Data to process ▸
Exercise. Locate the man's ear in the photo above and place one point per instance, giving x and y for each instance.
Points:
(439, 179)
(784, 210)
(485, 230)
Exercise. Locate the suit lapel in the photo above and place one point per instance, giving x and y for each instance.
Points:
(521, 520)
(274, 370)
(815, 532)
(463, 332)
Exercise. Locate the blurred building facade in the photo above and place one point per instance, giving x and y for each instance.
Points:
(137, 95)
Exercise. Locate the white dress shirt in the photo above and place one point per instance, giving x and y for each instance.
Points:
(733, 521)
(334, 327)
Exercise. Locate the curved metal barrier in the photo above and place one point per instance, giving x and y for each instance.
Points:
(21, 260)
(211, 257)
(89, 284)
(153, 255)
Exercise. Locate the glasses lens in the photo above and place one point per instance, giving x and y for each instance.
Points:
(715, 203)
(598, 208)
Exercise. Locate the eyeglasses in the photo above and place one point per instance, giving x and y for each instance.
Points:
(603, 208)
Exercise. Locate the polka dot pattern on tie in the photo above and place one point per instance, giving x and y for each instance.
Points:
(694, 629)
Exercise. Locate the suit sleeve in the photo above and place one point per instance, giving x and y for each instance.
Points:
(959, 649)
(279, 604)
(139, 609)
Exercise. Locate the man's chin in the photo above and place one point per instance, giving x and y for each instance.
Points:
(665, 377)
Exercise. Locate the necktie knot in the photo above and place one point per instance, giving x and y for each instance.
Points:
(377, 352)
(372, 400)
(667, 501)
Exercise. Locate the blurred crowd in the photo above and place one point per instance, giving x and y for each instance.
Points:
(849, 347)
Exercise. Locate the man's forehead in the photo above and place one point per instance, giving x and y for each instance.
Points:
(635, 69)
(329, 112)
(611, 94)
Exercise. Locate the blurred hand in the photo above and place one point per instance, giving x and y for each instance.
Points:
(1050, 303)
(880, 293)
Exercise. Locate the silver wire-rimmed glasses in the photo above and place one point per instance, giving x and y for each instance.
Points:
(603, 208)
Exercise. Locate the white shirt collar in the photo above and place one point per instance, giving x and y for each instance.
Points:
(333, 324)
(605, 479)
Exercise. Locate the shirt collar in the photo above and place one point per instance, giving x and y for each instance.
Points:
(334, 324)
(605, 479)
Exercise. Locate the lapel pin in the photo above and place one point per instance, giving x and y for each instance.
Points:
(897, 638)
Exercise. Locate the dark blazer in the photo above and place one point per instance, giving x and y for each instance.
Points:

Exercise instructions ▸
Reproduce each record exactly as it appears.

Solution to the problem ▸
Exercise. Locate the man's ear in the photo above and place one point per instance, giving x and y for each instance.
Points:
(439, 179)
(784, 210)
(485, 230)
Exercise. Locate the suit lapel in the photo above and place one point per instance, giving x and y for each instance.
Points:
(521, 520)
(274, 370)
(815, 532)
(463, 332)
Exercise. Locate the blurred building facade in the photo above and place one point per instance, giving x and y for each instance.
Points:
(137, 95)
Exercise. Locate the white dress shirt in the photo above and place one point per instance, giving x and y for each instance.
Points:
(733, 521)
(334, 327)
Exercise. Locate the curved metal barrier in the photo above and place one point per instance, giving x and y for each instance.
Points:
(21, 260)
(211, 257)
(89, 284)
(153, 255)
Exercise. Locate the glasses lens in the photo above and place one point per instance, giving x and y for each instance.
Points:
(715, 203)
(598, 208)
Exercise. Locate the eyeglasses in the photo above and place one point per instance, giving x and y for each instance.
Points:
(603, 208)
Exercise. Locate the polka dot pattern on tie in the photo above and place one point per instance, giving x and y for each instance.
Points:
(694, 629)
Exercise. Locate the suit sleeve in the photo above and place one point per instance, giving x and y for each instance.
Points:
(959, 649)
(279, 604)
(139, 609)
Exercise. Locate the man's chin in the photo above and place one point per instance, giving x and y for each instance.
Points:
(665, 377)
Exercise. Locate the necktie knot in the photo above and place one point per instance, giving x and y for each instance.
Points:
(377, 352)
(372, 400)
(667, 501)
Exercise. Locate the blurred crowd in the photo above and place one point per instance, giving x and y for each instance.
Points:
(849, 347)
Exercise. Locate the man's forehead in the photo above and place one point per instance, giving x and y for each instance.
Points:
(635, 69)
(329, 112)
(611, 94)
Exercise. Locate the blurred hand in the photo above and place one point per instance, giving x and y for each instance.
Points:
(1050, 303)
(880, 293)
Exercise. Locate the silver wire-rimmed glasses in the photo above and place one point per instance, giving x and y for each instance.
Points:
(603, 208)
Exercise. Locate the white shirt collar in the photo above and place one point per instance, giving x and y for each instance.
Points:
(333, 324)
(605, 479)
Exercise. Locate the shirt collar in the photo above and place one point per instance, giving x and y for each instance.
Points:
(334, 324)
(605, 479)
Exercise. Locate the lapel pin in the photo above and place one point per instance, giving x and y for each instance.
Points:
(897, 638)
Exercise. Locate the dark blazer in the photo above and place one point per instance, giving x and y for each instance.
Points:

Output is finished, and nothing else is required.